[Input records]

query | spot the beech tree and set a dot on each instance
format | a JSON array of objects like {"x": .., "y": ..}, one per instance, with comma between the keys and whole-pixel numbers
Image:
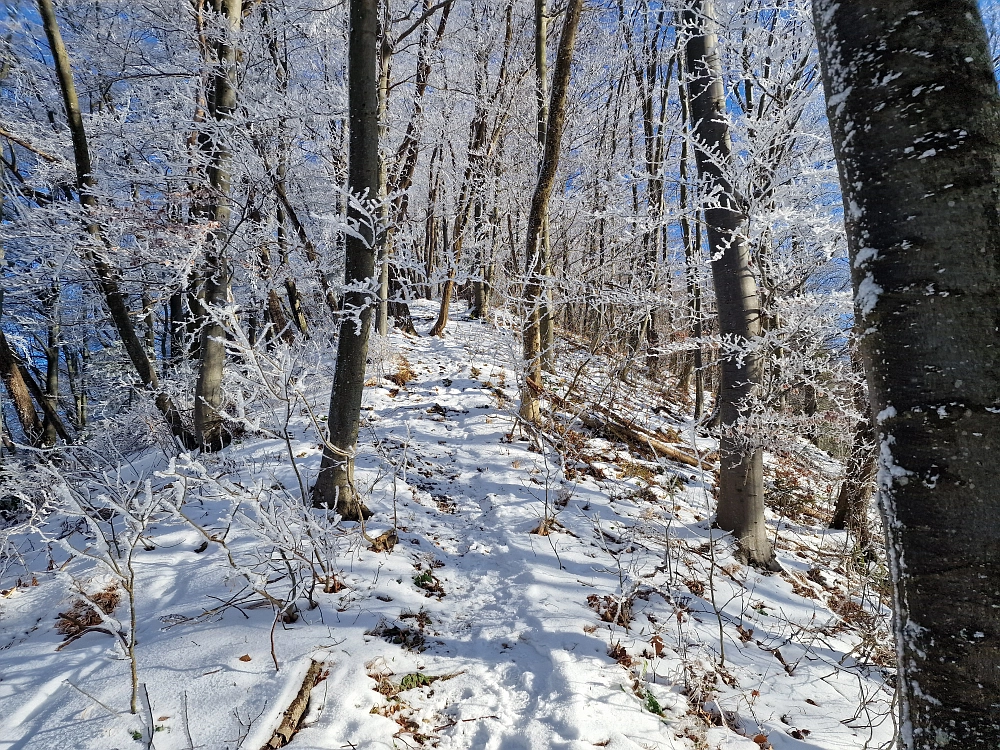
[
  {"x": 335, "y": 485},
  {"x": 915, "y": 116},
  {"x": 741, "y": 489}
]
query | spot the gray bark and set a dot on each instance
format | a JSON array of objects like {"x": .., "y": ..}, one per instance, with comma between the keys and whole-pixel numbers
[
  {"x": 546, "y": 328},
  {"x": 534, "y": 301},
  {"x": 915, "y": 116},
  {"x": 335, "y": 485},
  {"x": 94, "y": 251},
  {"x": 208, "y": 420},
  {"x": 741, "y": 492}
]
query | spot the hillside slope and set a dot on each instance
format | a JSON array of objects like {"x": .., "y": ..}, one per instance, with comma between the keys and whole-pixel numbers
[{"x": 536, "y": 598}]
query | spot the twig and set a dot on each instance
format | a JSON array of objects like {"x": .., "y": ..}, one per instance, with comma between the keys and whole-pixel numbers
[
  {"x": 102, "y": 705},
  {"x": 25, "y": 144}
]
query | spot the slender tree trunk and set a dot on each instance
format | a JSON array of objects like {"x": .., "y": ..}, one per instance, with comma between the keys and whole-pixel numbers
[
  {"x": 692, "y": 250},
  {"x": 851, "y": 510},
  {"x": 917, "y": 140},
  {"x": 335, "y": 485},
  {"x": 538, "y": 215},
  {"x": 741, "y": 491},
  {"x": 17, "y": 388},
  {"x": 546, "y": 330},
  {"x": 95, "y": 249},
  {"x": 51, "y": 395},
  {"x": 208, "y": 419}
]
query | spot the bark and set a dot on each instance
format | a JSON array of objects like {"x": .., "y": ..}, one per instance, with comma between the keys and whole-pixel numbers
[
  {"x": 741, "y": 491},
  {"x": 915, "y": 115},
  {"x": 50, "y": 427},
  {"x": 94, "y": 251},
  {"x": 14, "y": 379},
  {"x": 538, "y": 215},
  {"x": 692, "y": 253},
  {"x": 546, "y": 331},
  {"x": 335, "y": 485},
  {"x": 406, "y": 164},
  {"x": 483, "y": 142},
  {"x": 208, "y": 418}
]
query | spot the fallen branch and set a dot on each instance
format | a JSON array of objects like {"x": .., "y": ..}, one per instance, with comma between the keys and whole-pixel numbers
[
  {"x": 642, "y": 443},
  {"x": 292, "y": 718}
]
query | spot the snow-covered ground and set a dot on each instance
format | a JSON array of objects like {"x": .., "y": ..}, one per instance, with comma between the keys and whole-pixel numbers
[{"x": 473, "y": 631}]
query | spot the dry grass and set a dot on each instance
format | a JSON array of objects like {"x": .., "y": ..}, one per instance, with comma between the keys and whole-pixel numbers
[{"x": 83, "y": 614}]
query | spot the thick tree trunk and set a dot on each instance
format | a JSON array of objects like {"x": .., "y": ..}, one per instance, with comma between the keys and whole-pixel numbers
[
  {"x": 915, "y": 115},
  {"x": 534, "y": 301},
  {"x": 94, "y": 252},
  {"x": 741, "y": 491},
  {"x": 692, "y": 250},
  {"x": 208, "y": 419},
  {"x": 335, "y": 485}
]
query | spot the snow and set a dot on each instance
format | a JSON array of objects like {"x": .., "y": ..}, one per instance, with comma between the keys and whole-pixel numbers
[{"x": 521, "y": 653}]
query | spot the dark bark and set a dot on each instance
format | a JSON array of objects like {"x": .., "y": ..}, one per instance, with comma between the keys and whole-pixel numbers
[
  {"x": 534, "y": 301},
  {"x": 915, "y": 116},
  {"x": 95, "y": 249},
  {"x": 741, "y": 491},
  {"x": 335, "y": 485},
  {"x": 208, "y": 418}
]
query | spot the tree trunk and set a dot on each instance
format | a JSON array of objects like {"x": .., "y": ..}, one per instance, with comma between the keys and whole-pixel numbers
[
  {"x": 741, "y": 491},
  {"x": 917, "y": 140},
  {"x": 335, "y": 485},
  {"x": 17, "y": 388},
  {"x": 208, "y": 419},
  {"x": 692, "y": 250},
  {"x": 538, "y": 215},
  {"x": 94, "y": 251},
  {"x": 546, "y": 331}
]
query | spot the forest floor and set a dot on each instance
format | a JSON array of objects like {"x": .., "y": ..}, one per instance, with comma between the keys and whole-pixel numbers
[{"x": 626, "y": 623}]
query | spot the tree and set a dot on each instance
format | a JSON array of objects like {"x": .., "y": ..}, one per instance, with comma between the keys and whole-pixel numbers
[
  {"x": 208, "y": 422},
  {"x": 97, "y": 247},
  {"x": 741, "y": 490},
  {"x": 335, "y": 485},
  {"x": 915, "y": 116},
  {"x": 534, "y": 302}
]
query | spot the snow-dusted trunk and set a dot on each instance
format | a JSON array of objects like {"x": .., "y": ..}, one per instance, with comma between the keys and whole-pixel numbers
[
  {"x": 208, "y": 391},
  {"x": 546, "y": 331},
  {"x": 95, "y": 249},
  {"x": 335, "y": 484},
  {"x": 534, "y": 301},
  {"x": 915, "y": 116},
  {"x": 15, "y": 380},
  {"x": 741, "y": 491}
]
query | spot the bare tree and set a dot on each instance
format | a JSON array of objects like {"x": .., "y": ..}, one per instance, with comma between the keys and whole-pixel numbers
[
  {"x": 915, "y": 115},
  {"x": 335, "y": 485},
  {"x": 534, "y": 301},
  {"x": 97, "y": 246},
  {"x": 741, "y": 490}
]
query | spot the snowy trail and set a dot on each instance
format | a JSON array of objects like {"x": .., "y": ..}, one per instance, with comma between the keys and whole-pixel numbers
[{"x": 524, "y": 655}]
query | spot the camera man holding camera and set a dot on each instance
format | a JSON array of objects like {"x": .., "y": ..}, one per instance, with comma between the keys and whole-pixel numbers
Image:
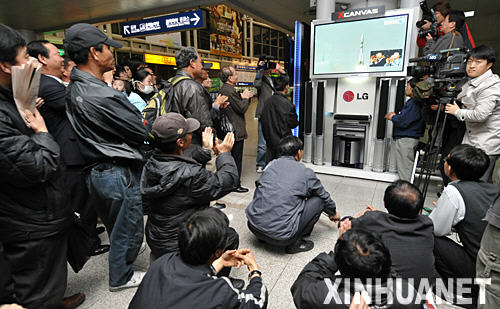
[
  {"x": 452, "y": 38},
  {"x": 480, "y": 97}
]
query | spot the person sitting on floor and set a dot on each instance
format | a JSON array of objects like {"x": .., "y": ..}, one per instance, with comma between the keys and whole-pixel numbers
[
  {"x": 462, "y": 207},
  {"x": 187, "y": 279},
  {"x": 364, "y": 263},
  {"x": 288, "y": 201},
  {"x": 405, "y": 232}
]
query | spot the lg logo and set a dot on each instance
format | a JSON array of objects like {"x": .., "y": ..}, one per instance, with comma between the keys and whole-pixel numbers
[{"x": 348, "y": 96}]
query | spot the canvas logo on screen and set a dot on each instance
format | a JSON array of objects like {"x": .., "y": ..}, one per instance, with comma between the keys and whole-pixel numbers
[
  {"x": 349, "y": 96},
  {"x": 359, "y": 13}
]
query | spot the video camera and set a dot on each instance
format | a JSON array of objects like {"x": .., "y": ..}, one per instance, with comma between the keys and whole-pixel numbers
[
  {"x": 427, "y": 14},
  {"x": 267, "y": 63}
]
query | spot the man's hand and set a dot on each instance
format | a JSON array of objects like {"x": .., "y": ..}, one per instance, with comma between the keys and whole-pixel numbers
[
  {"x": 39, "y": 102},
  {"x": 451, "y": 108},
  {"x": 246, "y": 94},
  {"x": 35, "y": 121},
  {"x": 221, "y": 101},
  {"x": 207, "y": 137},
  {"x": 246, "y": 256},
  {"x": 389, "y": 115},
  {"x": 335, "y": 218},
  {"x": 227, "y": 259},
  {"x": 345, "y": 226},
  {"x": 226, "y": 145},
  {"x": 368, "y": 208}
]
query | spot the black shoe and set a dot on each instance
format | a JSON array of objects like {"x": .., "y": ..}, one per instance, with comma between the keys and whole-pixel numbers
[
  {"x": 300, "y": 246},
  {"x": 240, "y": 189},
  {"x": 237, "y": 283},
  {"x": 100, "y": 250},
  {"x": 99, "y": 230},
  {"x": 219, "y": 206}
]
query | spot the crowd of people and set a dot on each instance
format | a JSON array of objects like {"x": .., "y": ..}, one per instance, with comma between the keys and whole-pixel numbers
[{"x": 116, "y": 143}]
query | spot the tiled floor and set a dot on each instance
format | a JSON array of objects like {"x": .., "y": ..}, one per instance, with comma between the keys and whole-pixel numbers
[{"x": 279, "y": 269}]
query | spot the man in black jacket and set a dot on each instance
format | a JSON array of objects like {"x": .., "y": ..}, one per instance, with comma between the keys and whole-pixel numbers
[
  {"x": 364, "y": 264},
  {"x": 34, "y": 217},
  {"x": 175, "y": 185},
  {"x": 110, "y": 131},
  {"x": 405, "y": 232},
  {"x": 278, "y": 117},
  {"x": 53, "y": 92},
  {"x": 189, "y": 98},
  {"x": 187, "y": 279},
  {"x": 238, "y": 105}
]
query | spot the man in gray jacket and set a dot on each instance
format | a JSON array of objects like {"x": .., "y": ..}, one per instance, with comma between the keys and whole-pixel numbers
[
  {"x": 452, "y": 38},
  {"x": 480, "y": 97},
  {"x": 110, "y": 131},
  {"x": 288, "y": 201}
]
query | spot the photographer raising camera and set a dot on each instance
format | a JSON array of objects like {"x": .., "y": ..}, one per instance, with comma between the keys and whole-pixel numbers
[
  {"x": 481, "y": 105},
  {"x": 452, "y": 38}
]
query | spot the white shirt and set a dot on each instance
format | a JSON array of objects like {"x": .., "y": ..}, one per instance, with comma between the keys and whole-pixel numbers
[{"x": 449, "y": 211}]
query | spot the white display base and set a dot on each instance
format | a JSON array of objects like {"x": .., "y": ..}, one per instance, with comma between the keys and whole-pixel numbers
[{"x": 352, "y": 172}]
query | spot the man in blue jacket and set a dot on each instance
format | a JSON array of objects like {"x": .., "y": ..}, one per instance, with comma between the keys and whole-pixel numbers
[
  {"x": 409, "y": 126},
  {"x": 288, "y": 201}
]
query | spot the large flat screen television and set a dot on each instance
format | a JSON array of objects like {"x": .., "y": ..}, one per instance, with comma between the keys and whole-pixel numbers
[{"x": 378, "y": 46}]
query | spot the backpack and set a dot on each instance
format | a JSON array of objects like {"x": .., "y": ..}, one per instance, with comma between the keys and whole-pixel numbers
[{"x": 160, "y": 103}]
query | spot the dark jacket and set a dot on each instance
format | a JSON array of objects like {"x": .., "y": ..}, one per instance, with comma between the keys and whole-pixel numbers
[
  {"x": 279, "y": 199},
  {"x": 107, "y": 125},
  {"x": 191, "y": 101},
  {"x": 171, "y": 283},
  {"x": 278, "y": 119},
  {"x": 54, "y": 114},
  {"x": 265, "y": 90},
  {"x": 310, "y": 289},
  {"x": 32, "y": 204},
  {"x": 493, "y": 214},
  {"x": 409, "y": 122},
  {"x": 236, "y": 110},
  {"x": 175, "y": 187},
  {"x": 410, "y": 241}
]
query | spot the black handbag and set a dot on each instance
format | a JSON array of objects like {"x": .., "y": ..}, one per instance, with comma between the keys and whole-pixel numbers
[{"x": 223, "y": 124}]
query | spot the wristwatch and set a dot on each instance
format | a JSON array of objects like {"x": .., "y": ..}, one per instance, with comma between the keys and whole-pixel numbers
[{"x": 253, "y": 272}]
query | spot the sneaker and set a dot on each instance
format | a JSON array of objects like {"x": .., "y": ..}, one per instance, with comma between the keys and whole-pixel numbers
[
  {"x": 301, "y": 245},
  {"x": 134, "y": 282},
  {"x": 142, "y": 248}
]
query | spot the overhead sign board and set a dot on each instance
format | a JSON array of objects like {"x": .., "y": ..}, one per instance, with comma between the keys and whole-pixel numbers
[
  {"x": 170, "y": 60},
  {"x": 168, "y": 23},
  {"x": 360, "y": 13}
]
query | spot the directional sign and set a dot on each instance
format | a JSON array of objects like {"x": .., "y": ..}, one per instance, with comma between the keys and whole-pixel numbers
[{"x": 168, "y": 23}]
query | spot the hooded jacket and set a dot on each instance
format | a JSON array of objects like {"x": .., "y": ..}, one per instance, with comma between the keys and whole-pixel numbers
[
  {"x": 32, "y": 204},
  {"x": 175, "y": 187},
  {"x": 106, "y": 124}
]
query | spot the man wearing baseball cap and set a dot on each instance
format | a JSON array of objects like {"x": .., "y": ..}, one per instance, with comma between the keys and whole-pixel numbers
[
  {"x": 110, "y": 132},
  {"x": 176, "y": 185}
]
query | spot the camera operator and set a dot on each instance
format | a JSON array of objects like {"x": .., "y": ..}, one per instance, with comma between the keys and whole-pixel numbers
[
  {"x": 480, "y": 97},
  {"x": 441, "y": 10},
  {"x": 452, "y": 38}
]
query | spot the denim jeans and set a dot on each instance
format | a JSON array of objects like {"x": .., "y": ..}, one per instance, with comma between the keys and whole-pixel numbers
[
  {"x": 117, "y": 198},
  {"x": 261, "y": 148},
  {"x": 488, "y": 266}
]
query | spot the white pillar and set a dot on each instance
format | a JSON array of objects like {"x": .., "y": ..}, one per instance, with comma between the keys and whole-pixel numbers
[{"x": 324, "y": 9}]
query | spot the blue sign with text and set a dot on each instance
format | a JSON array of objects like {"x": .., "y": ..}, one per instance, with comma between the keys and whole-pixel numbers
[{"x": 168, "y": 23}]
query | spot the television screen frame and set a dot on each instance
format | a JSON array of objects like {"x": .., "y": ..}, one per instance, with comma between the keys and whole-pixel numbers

[Instructions for the task]
Copy out verbatim every line from the one containing "query | spot the blue" down to the last line of the entries, both ends included.

[Expected output]
query | spot the blue sign with text and set a dot on each instance
format | a JSON array of objects like {"x": .., "y": ..}, one per instance, with comma between the keys and whole-pixel numbers
[{"x": 168, "y": 23}]
query | spot the television screen frame and set a dot on each instance
format | a JSON array of objects like {"x": .., "y": ..}, one per instance, with comma between the keys and whole-pixel numbers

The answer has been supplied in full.